RTC-66: 1987 Concerto for Viola

Commission: [Canada Council?] – written for Rivka Golani
Length: 25 min.
Completion: September 1986 – March 1987
Premiere: 1988-05-24/25, Rivka Golani, viola, OSM, Charles Dutoit (cond.)
Other: 1991-01-11/12, Rivka Golani, WSO, Bramwell Tovey (cond.)
Publication: CMC
Recording: CBC Live recording of 1991 WSO concert


Robert Turner notes for an interview:

1.) In 1985 I was commissioned by CBC Radio to write a chamber work for mezzo-soprano Catherine Robbin, violist Rivka Golani and pianist William Aide to be performed during its season at the Fort Garry Hotel in Winnipeg. After the performance, Ms. Golani asked me to write a solo work, but I suggested a concerto – to which she agreed, if an orchestra could be found to perform the work. As the result of canvassing a number of Canadian orchestra, the Montreal Symphony under Charles Dutoit agreed to premiere the concert in 1988. The second part of your question is covered in Nos. 4 + 6.

2.) Its unique tone quality, particularly in the low register, its sonorous effectiveness in multiple stopping (even to the point of roughness1) and less usual, its highest register – a range brilliantly exploited by Ms. Golani and partly due to the construction of her instrument.

3.) Besides those noted in (2) – there are harmonies, pizzicato, sul ponticello, sul tasto, muting, carious types of bowing. Within traditional playing practices, no technical limitations were imposed. No avant-garde techniques or graphic notation were used as they are not a part of my aesthetic.

4.) I was not influenced technically or musically by any particular work or works, but did peruse the scores of certain composers who have written words featuring solo viola – Stamitz, Mozart. Berlios, Vaughan Wiliams, Bax, Walton, Hindemith, Britten Bartok and Shostakovich.

5.) While the work as a whole is scored for full orchestra, the solo viola is usually heard against a background (accompaniment) of strings and /or woodwinds, or other reduced combinations. A couple of reviewers have criticized the work for its “swamping” of the solo part, but the overall balance between viola and orchestra is perfectly audible and satisfactory so far as Ms. Golani and I are concerned. There are only two places where the viola is briefly and intentionally overwhelmed by the orchestra (p. 18 and pp. 83-84, 87-88).

──────────

* _Exercise instructions_
a: Please condense the paragraph of the concerto notes that begins "While the work as a whole" into a short bulleted list that keeps its main facts.
b: Write the next part of the concerto notes, picking up after the final sentence shown.
The records aren't needed for any of this work.

[Dataset rows]
──────────

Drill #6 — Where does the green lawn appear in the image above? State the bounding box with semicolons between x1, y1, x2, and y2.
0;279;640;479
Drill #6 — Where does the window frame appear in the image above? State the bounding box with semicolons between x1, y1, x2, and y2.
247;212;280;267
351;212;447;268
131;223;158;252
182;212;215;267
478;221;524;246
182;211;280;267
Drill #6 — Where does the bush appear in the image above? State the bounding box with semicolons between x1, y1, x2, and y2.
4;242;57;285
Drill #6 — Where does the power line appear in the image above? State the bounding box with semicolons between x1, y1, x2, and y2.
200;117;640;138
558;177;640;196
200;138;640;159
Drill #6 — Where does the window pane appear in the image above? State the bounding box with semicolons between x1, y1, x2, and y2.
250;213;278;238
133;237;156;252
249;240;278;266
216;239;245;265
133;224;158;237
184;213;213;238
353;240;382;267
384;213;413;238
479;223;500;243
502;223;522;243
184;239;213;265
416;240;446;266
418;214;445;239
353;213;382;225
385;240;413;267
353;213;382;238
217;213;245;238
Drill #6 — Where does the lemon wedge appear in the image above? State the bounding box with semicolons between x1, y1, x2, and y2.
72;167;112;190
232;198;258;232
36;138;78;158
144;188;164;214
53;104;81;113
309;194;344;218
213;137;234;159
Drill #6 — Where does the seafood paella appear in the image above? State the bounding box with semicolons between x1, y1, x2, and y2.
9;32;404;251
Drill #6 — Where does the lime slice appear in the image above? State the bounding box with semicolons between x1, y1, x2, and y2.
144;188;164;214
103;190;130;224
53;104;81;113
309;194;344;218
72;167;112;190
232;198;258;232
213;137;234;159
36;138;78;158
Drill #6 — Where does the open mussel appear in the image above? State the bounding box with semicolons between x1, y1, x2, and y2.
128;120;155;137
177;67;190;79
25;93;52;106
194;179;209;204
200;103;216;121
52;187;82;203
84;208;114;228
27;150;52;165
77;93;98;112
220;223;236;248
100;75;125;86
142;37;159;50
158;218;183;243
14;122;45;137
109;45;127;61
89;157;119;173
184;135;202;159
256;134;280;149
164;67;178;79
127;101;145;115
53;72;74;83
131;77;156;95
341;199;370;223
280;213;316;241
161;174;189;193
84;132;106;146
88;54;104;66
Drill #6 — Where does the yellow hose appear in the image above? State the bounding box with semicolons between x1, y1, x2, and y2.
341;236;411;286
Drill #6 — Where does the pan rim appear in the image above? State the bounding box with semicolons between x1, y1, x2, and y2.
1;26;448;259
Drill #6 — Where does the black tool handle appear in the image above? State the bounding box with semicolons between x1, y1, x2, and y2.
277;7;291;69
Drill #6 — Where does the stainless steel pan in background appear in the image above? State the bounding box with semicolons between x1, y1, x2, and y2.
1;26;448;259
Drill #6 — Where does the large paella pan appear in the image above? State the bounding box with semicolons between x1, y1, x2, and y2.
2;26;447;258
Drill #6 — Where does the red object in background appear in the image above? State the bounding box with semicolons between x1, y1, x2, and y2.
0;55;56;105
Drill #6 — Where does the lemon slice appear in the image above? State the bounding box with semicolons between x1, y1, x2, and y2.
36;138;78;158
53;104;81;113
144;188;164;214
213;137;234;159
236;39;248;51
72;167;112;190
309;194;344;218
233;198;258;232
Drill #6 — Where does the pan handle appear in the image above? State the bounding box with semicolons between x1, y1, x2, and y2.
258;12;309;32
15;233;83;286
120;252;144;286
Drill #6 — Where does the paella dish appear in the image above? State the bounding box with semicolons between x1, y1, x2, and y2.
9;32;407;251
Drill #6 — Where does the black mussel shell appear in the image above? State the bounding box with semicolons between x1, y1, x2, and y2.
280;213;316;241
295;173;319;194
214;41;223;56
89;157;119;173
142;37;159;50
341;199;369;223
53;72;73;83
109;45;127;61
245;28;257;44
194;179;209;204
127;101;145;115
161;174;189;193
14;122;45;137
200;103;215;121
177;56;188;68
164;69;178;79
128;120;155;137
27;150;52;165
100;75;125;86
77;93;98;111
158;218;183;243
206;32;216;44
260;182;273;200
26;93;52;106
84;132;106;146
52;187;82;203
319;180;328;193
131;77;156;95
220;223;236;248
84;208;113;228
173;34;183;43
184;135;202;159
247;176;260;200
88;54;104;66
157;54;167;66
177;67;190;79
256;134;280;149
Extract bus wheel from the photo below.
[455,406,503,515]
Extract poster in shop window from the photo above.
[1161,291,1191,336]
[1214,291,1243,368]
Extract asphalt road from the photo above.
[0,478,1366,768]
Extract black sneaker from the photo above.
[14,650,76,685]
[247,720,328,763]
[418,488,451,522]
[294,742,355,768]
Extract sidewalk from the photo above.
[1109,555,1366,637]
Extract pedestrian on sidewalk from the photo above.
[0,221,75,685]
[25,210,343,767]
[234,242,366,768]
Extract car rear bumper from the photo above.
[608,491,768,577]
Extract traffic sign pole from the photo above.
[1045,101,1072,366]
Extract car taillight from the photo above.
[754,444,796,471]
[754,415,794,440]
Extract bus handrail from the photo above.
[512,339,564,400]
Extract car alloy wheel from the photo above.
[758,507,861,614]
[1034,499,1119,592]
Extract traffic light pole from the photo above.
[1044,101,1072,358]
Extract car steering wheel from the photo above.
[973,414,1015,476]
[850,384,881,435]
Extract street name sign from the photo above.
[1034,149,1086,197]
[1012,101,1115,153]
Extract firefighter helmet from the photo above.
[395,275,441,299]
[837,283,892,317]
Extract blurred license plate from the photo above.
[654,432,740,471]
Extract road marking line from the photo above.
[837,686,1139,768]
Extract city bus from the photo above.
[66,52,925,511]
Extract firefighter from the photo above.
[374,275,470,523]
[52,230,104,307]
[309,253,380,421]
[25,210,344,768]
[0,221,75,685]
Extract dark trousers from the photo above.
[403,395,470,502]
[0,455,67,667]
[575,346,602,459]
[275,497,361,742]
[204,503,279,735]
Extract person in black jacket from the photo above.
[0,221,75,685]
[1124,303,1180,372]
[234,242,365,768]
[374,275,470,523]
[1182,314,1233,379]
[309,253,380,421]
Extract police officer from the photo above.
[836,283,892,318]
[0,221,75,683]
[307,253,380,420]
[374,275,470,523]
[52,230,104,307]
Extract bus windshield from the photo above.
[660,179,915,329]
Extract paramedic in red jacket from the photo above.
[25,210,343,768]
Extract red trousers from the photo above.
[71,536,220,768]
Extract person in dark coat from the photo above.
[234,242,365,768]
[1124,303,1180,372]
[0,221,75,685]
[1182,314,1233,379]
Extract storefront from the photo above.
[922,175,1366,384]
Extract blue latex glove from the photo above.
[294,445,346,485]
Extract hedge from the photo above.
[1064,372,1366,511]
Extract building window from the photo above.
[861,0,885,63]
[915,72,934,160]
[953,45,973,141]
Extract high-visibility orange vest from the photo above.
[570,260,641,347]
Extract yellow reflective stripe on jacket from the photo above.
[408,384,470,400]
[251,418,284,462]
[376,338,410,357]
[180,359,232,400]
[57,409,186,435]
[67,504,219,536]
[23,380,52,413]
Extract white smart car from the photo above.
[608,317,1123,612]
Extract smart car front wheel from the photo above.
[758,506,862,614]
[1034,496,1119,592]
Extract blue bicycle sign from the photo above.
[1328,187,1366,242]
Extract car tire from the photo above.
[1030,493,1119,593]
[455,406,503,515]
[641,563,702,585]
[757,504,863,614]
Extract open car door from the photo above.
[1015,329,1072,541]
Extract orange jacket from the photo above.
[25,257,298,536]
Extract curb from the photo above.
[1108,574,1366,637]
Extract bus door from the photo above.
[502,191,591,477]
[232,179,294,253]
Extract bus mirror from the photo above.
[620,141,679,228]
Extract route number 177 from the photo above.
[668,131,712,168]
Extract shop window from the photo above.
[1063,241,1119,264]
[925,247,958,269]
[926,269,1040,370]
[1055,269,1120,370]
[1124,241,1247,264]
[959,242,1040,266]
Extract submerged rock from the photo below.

──────────

* _Answers for the exercise_
a:
- The work is scored for full orchestra, but the solo viola is usually heard against strings and/or woodwinds or other reduced combinations.
- A couple of reviewers criticized the work for "swamping" the solo part.
- As far as Ms. Golani and the composer are concerned, the overall balance between viola and orchestra is perfectly audible and satisfactory.
- The viola is briefly and intentionally overwhelmed by the orchestra in only two places (p. 18 and pp. 83-84, 87-88).

b:
6.) The writing of the viola part was to a very great extent influenced and inspired by the personal style of playing – fiery, passionate, vigorous, as well as lyrical and delicate. Sometimes described as a flamboyant performer, her playing is always well controlled, both technically and rhythmically, and exhibits a beautiful tone quality through the wide range of her instrument.

7.) No other violists have yet taken up the concerto since the expiry of Ms. Golani’s 3-year performance rights to the work.

8.) All my music is based on tonality (or a tonal centre) whether the scalar (melodic) material is tonal, modal or atonal. This, in turn, greatly affects the harmonic structure, which can be traditional, polychordal, twelve-tone, depending on the musical context or expressive intent. All these means are employed in the concert. The first movement might be characterized as a polytonal (but centred on G), the second tonal (on F0 and the third atonal (on D).

9.) In the interest of balance between soloist and orchestra, only double wind and double brass were used, in addition to the timpani, harp, celesta and piano.

10.) The first movement is in Sonata Form (Ex –Dev – Recap) with the solo cadenza concluding the development section (b 67-117); the second movement is in song form (ABA), with a solo cadenza concluding the A section and the B section having the character and faster tempo of a scherzo; the last movement is a theme and variations, with the soloist’s exposition of the theme constituting this movement’s cadenz (the three cadenzas move to the fore, as it were, as the three movements progress).

Most of the above and other facts can be found in the note prefacing the score, I might just add that the opening, open 5th for viola is meant to stand for Golani’s initials (D – being “Re” in Sol-fa). This ties in with the tonalities of the 1st movement.

The Concerto was composed between September 1986 and March 1987. It was written for Rivka Golani. The orchestration includes woodwinds and brass in pairs, timpani, percussion, celesta, harp and strings.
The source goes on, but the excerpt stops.